__INSTRUCTIONS FOR THE TASK__. Copy out each line of the data that contains "brown".

__Free-text object descriptions__.
────────────────
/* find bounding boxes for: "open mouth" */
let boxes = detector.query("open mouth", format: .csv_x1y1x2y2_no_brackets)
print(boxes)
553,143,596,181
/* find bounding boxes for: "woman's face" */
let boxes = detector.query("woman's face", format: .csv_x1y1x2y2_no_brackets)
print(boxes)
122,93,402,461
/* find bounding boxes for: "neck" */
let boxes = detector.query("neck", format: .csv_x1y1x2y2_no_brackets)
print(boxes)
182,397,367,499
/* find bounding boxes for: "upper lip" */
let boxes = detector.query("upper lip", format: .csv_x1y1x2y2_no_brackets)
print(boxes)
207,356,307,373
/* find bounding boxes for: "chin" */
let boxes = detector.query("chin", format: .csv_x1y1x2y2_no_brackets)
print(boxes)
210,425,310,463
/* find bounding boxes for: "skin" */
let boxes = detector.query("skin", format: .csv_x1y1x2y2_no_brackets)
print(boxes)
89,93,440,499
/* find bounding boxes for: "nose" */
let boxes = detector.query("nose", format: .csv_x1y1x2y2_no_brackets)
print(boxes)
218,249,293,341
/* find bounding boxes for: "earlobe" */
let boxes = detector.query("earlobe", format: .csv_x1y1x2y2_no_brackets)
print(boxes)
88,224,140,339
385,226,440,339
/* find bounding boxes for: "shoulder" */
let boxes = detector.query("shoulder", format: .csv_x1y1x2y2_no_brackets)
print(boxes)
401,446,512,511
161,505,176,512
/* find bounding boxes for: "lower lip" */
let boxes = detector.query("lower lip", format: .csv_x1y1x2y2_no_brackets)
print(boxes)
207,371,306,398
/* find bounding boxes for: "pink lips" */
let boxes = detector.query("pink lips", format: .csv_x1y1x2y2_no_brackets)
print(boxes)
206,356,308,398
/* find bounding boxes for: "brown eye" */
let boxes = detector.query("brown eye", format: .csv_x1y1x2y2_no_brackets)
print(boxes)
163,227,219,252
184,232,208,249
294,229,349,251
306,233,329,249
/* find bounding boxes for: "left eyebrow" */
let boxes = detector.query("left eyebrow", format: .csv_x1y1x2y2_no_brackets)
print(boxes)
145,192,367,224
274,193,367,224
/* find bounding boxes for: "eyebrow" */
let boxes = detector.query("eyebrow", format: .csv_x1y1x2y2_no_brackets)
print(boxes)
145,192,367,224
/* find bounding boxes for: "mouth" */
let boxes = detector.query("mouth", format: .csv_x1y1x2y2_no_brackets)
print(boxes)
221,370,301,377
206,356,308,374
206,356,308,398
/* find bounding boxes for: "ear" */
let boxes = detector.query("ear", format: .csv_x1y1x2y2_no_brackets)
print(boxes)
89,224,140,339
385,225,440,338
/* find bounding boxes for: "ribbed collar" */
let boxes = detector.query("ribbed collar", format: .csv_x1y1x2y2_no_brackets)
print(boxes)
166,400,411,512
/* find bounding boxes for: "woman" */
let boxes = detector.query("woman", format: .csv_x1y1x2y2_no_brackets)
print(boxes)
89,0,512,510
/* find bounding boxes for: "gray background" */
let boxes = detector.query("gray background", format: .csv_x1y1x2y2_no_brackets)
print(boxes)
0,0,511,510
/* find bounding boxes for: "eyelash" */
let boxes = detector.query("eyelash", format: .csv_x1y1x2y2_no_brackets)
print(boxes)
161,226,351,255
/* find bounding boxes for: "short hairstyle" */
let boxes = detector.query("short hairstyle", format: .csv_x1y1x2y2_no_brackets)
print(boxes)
────────────────
__SOLUTION TO THIS TASK__.
/* find bounding boxes for: "brown eye" */
let boxes = detector.query("brown eye", format: .csv_x1y1x2y2_no_brackets)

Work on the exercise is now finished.